The Blood of Christ

Hence it follows that sin is perfectly cleansed by this blood. Since it expiated the sins of former ages, since it was the end of his coming, since he did what he did by his own worth, sin must be perfectly cleansed, else the end of his coming is not attained, and his worth would appear to be but of a finite value. All cleansing is the fruit of this blood: the cleansing from guilt is wrought immediately by it; the purging from filth is mediately by his Spirit, but as it was the purchase of his blood.
(1.) The blood of Christ does not perfectly cleanse us here from sin, in regard of the sense of it. Some sparks of the fiery law will sometimes flash in our consciences, and the peace of the gospel be put under a veil. The smiles of God's countenance seem to be changed into frowns, and the blood of Christ appears as if it ran low. Evidences may be blurred and guilt revived. Satan may accuse, and conscience knows not how to answer him. The sore may run fresh in the night, and the soul have not only comfort bid from it, but refuse comfort when it stands at the door. There will be startlings of unbelief, distrusts of God, and misty steams from the miry lake of nature. But it has laid a perfect foundation, and the top stone of a full sense and comfort will be laid at last. Peace shall be as an illustrious sunshine without a cloud, a triumphant breaking out of love, without any arrows of wrath sticking fast in the conscience; a sweet calm, without any whisper of a blustering tempest; the guilt of sin shall be for ever wiped out of the conscience, as well as blotted out of God's book. The accuser shall no more accuse us, either to God or ourselves; no new indictment shall be formed by him at the bar of conscience; nay, conscience itself shall be for ever purged, and sing an uninterrupted requiem, and hymn of peace, shall not hiss the least accusation of a crime. As God's justice shall read nothing for condemnation, so conscience shall read nothing for accusation. The blood of Christ will be perfect in the effects of it. As it rent the veil between God and us, it will rend the veil between conscience and us; no more frowns from the one, nor any more janglings in the other. As Christ said, when he was giving up the ghost, 'It is finished,' viz., the sense and sufferings under a guilty state, it is then a believer may say his fears are finished, when he is breathing forth his soul into the arms of his sacrificed Saviour. Iniquities shall never more appear in their guilty charge to draw blood from the soul of a penitent believer. The soul shall be without fault before the throne of God, Rev. xiv. 5.
(2.) The blood of Christ does not perfectly cleanse us here from sin, in regard of the stirrings of it. The old serpent will be sometimes stinging us, and sometimes foiling us. The righteous soul will be vexed with corruptions within it, as well as the abominations of others without it. The Canaanite is in the land, and therefore the virtue of the blood of Christ is expressed in our power of wrestling, not yet in the glory of a triumph. It does not here perfectly free us from the remainders of sin, that we may be still sensible that we are fallen creatures, and have every day fresh notices and experiments of its powerful virtue; and that his love might meet with daily valuations in a daily sense of our misery. But this blood shall perfect what it has begun, and the troubled sea of corruption, that sends forth mire and dirt, shall be totally removed. Then shall the soul be as pure as unstained wool, as spotless as the dew from the womb of the morning; no wrinkles upon the face, no bubblings up of corruption in the soul. The blood of Christ shall still the waves, and expel the filth, and crown the soul with an everlasting victory. 'The spirits of just men' are then 'made perfect,' Heb. xii. 23.
··········
Please give the Bible reference that the passage on the blood of Christ cites for the soul being without fault before the throne of God.
··········
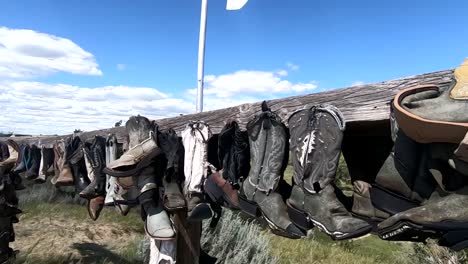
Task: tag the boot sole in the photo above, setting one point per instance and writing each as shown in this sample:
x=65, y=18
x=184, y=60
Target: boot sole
x=200, y=212
x=299, y=218
x=452, y=235
x=302, y=220
x=277, y=230
x=217, y=195
x=159, y=238
x=253, y=210
x=389, y=201
x=249, y=207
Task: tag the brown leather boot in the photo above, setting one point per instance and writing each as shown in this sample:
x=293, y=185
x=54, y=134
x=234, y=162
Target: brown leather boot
x=95, y=206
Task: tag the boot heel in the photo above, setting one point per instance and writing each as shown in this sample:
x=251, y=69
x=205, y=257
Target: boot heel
x=456, y=240
x=214, y=192
x=299, y=218
x=390, y=202
x=249, y=207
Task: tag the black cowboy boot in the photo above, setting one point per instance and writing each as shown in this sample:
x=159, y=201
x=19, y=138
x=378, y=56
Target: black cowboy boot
x=316, y=136
x=234, y=157
x=195, y=140
x=33, y=170
x=65, y=175
x=75, y=158
x=268, y=148
x=46, y=167
x=157, y=222
x=95, y=161
x=173, y=150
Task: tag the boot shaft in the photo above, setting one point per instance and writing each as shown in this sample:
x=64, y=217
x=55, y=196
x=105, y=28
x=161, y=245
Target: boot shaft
x=195, y=141
x=233, y=153
x=268, y=140
x=316, y=137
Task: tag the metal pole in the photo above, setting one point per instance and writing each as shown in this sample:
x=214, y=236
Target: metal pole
x=201, y=56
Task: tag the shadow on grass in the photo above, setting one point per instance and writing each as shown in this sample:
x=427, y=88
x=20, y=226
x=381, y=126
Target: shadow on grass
x=94, y=253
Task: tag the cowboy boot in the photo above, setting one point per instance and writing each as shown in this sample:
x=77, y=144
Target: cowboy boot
x=47, y=162
x=20, y=166
x=439, y=216
x=114, y=190
x=171, y=146
x=157, y=222
x=7, y=164
x=4, y=154
x=59, y=149
x=195, y=140
x=441, y=219
x=94, y=154
x=95, y=206
x=141, y=154
x=65, y=176
x=75, y=158
x=33, y=170
x=234, y=155
x=111, y=155
x=316, y=136
x=268, y=149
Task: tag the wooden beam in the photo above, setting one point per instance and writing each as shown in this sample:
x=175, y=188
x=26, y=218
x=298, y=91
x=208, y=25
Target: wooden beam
x=369, y=102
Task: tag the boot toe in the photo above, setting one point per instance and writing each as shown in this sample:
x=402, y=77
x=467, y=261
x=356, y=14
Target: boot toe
x=295, y=231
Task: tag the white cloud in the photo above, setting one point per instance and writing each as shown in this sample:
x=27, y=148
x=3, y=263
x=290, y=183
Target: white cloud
x=357, y=83
x=245, y=82
x=28, y=53
x=292, y=67
x=39, y=108
x=282, y=73
x=121, y=67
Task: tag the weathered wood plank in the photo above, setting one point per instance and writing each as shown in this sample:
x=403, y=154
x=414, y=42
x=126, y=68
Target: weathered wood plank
x=360, y=103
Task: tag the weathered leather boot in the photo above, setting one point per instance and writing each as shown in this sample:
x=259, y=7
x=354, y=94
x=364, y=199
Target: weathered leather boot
x=157, y=222
x=444, y=218
x=111, y=155
x=316, y=136
x=95, y=160
x=95, y=206
x=435, y=118
x=65, y=177
x=59, y=152
x=234, y=157
x=173, y=150
x=75, y=157
x=20, y=164
x=46, y=167
x=7, y=255
x=4, y=154
x=140, y=155
x=195, y=140
x=7, y=164
x=33, y=171
x=268, y=149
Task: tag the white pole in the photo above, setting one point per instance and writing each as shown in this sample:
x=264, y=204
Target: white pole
x=201, y=56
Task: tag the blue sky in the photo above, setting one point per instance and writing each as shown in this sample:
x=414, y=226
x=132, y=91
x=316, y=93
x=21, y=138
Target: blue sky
x=268, y=49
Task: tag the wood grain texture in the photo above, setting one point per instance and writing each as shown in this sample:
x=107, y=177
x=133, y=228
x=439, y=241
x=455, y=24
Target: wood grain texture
x=369, y=102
··········
● **Final result**
Rev. xiv. 5